### Problem requirements
Show every line in the stored data below that contains the string "beaded", matching case exactly.

Start Data in this exercise

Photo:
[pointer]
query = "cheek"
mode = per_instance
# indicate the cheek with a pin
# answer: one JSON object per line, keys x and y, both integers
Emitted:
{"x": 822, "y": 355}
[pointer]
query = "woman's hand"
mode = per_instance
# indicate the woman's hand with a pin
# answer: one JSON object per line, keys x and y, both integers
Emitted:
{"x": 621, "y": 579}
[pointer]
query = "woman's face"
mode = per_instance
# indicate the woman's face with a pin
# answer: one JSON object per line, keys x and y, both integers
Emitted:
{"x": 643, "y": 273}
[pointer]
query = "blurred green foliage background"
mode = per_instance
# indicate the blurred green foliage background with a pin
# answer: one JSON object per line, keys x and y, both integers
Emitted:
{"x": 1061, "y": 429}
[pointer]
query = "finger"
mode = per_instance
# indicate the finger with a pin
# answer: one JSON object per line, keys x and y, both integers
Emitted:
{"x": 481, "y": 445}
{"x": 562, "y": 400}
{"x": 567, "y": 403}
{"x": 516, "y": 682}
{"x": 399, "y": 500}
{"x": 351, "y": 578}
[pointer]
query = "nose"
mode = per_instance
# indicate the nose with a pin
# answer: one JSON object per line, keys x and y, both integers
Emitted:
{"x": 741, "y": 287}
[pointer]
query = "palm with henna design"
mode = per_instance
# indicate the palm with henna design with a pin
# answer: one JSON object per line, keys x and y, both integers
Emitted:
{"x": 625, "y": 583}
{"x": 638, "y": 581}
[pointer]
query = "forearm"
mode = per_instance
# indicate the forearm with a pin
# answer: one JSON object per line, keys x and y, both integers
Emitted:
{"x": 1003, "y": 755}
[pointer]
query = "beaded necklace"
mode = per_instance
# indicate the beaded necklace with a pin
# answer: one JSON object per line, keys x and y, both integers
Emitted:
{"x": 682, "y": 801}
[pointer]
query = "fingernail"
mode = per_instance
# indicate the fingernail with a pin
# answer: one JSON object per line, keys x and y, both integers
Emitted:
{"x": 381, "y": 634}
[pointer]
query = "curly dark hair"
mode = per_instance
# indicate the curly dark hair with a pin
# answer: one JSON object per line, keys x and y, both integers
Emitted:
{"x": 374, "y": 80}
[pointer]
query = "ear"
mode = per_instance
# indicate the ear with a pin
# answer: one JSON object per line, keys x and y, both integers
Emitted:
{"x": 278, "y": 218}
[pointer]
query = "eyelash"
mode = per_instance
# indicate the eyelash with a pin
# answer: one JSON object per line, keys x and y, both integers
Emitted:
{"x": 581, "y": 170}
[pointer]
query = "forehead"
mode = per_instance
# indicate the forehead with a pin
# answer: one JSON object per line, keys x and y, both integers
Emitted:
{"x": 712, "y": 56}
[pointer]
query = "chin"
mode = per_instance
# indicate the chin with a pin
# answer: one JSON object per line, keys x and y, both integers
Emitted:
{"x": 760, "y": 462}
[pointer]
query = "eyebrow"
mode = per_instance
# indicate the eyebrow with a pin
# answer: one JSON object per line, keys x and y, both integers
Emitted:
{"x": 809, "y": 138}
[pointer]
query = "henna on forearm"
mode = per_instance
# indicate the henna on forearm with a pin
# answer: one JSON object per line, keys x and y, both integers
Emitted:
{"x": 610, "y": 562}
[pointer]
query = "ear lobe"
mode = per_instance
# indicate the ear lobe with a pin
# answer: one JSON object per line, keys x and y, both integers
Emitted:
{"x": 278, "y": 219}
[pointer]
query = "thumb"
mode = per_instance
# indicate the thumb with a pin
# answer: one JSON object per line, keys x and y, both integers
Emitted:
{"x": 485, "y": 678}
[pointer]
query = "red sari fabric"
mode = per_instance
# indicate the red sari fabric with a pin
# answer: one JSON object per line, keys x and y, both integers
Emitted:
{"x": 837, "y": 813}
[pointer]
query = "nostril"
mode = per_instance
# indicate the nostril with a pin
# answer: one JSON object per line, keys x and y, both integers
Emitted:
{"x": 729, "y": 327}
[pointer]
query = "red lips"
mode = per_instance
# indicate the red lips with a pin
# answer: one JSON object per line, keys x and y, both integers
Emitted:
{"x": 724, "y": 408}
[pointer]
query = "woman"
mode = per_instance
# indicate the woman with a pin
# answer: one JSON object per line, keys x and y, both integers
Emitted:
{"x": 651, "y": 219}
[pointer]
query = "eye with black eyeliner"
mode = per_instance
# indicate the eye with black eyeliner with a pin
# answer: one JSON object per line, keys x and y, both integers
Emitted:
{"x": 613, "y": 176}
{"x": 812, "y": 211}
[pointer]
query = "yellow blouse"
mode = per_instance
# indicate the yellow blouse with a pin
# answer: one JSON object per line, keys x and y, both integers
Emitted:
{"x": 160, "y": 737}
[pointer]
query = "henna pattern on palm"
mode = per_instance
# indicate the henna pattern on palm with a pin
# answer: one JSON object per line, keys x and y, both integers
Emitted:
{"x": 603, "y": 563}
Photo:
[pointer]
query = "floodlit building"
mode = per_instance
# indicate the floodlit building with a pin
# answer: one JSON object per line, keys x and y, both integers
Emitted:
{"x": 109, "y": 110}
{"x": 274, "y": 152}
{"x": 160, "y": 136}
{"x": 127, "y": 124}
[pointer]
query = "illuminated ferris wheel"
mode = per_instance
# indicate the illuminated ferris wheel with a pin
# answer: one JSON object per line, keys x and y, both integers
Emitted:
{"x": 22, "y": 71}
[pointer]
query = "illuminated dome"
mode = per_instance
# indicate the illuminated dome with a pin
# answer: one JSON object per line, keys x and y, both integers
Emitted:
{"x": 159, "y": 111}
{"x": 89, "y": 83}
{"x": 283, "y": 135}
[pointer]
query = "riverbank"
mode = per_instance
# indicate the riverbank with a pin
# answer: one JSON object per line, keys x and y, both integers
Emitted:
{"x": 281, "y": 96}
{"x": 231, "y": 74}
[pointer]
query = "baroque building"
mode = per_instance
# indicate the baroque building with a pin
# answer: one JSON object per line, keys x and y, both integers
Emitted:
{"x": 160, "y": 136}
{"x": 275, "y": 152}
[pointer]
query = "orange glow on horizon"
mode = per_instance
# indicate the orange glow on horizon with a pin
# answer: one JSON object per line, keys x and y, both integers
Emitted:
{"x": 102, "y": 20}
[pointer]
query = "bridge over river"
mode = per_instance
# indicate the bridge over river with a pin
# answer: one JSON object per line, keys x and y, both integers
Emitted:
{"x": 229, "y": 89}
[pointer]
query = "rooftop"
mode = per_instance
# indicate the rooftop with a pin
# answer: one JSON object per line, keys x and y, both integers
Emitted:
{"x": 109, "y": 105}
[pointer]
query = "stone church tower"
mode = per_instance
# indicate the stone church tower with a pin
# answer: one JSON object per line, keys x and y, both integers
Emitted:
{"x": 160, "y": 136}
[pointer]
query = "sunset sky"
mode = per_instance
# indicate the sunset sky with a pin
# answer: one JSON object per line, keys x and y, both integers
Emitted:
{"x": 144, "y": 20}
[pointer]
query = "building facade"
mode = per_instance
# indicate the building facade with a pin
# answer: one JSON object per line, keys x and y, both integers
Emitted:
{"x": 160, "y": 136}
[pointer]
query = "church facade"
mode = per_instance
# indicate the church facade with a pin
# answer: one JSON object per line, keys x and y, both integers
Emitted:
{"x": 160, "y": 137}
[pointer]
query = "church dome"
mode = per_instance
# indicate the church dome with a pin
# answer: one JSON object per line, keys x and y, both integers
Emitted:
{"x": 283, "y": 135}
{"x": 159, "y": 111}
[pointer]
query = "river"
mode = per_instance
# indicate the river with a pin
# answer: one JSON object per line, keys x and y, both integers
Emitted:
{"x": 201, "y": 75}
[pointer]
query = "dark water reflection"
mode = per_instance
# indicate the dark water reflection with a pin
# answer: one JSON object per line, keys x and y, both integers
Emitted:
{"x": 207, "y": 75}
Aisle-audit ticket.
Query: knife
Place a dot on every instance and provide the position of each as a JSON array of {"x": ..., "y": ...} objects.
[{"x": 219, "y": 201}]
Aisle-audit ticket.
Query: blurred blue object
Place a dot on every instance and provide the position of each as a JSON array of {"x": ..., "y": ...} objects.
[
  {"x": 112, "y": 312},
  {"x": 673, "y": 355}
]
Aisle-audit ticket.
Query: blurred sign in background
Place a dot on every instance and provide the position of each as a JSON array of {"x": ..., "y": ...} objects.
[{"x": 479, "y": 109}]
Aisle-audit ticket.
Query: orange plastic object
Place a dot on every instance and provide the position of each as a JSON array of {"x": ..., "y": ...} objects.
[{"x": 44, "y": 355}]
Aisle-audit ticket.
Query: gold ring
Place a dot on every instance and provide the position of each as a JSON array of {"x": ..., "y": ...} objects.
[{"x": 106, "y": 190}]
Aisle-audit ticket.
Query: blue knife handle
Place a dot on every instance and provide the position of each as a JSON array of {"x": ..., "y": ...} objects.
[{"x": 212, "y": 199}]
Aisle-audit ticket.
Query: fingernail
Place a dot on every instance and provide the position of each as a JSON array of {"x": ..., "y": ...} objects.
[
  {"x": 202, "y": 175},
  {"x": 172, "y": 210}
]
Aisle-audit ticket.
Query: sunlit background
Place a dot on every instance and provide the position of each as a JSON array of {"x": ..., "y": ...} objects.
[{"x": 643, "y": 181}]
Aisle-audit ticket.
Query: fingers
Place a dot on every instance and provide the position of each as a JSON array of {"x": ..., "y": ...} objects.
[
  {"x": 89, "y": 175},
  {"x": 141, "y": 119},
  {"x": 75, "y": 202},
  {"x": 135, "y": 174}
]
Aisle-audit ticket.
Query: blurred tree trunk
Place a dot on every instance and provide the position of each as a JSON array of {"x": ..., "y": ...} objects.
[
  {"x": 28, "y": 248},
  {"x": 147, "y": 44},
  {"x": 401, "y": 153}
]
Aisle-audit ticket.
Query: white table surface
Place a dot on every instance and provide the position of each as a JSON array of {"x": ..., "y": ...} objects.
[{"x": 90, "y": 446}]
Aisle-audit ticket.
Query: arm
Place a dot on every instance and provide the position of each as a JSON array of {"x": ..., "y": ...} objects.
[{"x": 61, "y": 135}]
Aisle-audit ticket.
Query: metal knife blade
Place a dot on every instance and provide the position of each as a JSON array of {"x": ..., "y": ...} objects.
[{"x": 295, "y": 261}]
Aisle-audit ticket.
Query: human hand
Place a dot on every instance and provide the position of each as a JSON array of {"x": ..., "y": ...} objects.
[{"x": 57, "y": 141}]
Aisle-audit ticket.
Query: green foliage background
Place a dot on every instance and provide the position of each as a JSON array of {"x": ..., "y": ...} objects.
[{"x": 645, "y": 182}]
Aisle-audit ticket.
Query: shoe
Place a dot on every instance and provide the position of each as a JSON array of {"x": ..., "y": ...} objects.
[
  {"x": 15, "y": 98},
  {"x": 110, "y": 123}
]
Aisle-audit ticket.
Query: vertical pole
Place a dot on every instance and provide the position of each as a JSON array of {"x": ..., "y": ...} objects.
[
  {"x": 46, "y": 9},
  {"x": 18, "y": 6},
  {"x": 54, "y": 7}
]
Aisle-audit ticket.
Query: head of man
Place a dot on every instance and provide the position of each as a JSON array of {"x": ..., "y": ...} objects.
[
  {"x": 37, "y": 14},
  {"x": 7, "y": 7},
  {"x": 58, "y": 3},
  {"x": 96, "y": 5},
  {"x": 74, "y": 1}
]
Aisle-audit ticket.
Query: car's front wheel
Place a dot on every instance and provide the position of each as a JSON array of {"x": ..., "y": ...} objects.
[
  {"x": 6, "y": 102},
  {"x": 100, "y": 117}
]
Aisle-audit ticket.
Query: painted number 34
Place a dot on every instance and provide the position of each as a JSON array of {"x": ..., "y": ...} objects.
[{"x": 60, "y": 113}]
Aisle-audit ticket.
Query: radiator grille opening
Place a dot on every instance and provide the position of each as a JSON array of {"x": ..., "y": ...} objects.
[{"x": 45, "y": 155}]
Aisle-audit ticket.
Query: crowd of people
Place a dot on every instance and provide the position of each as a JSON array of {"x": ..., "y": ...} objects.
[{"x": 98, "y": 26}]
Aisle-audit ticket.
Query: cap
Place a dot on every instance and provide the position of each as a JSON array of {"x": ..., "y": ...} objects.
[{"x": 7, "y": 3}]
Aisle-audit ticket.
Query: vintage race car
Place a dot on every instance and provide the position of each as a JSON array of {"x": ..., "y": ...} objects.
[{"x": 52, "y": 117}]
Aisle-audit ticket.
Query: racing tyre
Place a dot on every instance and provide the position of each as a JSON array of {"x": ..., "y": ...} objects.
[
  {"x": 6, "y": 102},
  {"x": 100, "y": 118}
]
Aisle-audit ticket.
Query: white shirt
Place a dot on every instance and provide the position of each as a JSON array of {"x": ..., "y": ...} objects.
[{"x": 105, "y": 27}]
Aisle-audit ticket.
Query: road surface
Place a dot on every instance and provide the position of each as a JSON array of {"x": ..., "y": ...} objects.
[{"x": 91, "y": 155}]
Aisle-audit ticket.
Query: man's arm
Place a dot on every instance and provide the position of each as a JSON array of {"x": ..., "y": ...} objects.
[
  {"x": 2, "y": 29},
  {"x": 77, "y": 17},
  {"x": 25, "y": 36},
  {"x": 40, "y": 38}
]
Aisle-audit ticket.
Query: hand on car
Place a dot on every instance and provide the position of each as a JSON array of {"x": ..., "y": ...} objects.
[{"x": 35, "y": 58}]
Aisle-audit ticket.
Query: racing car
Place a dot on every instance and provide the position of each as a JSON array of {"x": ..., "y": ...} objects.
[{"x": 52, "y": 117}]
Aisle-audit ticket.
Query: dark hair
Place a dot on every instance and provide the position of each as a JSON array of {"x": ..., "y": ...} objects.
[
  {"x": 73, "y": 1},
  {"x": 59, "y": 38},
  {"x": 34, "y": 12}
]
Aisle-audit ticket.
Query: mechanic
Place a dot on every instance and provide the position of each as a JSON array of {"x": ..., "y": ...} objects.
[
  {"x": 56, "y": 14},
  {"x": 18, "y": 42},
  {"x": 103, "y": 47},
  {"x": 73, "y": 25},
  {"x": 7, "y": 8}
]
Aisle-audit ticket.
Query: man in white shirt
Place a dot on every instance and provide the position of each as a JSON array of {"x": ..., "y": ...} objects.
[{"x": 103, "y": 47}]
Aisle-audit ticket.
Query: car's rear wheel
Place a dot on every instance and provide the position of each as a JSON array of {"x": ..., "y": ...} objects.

End Data in this exercise

### Exercise response
query = "beaded necklace"
# indicate the beaded necklace with a pin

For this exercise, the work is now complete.